[No. 202, September Term, 1971.]
Decided March 8, 1972.
INSURANCE — Insurance Company Was Not Liable Under Aircraft Policy In Which Named Insured Was Described As "Holding An FAA Private Pilot Certificate" When Insured Did Not In Fact Hold Such A License At Time Of Crash, Since These Words Were Intended To Specify The Requirements Necessary For Coverage Of Insured's Operation Of The Plane And When Insured Did Not Hold Specified License, There Was No Coverage. pp. 667-668
ESTOPPEL — Attempt By Insurance Company To Settle With Claimants Under Aircraft Policy Did Not Estop It From Denying Coverage Under The Policy. p. 668
Appeal from the Circuit Court for Washington County (McLAUGHLIN, C.J.).
Bill by Aetna Casualty and Surety Company against John H. Urner, Administrator of the Estate of Gerald Emerson Weikel, deceased, Carl E. Twigg and Betty J. Twigg, surviving parents of Diane M. Twigg, deceased, and Carl E. Twigg, Administrator of the Estate of Diane M. Twigg, deceased, asking a declaratory judgment that it was not liable to defendants under an aircraft policy issued by it and injunctive relief. From an order denying the relief prayed, plaintiff appeals.
Order reversed and case remanded; appellees to pay the costs.

• _Problems_:
[1] Return the passage of the case summary from "Bill by Aetna" up to and including "prayed, plaintiff appeals.".
[2] Answer these questions using the case summary:
(a) On what date was the case decided?
(b) From which court was the appeal taken?
(c) Which party is ordered to pay the costs?
[3] Write what comes next in the case summary on the aircraft insurance appeal, beginning after its final sentence.

• _Record list_:
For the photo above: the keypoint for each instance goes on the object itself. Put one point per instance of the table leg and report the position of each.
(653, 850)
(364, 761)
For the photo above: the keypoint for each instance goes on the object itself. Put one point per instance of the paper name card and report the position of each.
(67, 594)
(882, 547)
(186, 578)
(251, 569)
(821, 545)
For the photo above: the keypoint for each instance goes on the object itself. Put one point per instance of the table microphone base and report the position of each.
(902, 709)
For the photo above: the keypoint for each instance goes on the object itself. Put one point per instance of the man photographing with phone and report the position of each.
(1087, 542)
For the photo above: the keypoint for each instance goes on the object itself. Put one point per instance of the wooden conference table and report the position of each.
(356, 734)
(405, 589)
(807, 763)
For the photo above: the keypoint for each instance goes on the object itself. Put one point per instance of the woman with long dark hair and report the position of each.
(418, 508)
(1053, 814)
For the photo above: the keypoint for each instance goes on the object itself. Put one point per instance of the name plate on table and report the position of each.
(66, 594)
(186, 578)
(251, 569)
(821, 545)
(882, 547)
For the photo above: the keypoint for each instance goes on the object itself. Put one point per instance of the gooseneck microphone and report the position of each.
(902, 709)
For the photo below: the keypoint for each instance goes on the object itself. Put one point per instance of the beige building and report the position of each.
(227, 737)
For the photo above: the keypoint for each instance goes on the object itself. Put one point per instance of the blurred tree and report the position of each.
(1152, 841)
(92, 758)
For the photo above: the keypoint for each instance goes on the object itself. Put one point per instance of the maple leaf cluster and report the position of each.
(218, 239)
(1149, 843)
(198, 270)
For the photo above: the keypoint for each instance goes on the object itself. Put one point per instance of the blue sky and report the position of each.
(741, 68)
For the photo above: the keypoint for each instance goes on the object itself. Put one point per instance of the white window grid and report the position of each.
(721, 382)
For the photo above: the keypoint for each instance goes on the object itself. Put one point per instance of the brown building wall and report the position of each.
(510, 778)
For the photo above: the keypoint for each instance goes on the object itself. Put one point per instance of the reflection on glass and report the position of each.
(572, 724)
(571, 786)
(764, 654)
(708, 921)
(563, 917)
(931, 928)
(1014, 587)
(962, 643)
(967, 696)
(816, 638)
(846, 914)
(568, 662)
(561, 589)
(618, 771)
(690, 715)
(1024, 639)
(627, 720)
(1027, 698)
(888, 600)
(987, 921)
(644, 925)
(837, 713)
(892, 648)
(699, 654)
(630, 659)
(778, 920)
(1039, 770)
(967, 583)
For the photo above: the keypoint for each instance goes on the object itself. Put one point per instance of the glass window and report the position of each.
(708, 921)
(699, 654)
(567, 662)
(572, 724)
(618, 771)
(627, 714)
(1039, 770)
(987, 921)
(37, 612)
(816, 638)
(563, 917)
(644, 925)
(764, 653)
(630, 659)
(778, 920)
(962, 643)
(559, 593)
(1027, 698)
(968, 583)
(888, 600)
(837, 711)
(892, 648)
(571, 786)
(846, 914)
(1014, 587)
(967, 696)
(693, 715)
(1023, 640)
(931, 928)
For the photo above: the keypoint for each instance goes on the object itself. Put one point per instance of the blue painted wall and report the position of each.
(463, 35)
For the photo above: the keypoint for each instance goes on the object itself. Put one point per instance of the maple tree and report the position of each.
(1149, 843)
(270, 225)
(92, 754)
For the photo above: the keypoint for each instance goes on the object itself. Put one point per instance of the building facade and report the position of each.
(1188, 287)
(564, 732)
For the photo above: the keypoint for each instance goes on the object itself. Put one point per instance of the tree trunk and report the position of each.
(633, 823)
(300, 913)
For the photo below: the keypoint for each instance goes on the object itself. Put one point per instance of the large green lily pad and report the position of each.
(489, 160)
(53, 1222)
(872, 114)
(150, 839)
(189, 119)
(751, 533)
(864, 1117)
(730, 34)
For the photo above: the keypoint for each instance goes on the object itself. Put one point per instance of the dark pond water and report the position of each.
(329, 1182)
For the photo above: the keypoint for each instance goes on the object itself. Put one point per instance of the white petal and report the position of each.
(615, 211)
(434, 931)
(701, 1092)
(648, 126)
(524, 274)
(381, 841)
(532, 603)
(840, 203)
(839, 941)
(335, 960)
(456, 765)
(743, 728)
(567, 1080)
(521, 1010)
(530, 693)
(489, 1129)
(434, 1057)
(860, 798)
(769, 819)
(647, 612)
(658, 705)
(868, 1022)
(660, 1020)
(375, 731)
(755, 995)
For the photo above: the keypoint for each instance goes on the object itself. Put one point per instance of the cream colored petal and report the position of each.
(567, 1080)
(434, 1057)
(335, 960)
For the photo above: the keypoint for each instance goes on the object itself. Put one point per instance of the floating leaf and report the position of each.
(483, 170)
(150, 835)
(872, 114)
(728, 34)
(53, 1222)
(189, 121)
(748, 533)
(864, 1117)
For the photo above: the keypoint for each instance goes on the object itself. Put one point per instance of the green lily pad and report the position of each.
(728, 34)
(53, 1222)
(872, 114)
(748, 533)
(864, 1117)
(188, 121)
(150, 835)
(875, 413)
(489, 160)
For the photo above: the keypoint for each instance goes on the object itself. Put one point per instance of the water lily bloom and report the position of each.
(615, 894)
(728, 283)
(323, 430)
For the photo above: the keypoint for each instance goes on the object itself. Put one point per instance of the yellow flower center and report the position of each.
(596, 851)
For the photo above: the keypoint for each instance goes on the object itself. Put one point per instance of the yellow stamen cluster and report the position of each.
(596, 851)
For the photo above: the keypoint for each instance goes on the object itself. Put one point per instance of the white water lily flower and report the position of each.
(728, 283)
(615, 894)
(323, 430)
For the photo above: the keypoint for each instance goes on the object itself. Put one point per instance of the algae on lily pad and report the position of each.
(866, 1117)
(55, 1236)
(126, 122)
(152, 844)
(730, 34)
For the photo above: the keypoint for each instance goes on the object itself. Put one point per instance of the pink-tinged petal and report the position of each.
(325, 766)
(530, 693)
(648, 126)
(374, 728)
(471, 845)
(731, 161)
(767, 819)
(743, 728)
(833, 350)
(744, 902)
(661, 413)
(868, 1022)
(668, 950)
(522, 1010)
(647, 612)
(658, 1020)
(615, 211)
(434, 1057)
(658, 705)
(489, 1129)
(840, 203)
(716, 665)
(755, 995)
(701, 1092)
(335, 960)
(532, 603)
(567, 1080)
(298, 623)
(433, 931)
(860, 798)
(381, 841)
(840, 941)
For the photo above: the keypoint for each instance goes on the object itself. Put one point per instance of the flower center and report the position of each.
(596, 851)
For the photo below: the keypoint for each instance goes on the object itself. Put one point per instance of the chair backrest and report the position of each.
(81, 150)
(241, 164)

• _Answers to the tasks_:
[1]
Bill by Aetna Casualty and Surety Company against John H. Urner, Administrator of the Estate of Gerald Emerson Weikel, deceased, Carl E. Twigg and Betty J. Twigg, surviving parents of Diane M. Twigg, deceased, and Carl E. Twigg, Administrator of the Estate of Diane M. Twigg, deceased, asking a declaratory judgment that it was not liable to defendants under an aircraft policy issued by it and injunctive relief. From an order denying the relief prayed, plaintiff appeals.

[2]
(a) March 8, 1972.
(b) The Circuit Court for Washington County.
(c) The appellees.

[3]
The cause was argued before HAMMOND, C.J., and BARNES, McWILLIAMS, FINAN, SINGLEY, SMITH and DIGGES, JJ.
Charles E. Iliff, Jr., with whom were John H. Mudd and Semmes, Bowen Semmes on the brief, for appellant.
Ronald C. Brubaker for appellees.
This case presents the single issue of whether an insurance company is responsible in damages under its policy in which the named insured was described as "holding an FAA Private Pilot Certificate" when he in fact held no such license at the time of the crash giving rise to this litigation or at any other time. Since we conclude that there was no coverage under the policy, we shall reverse a declaratory judgment entered to the contrary.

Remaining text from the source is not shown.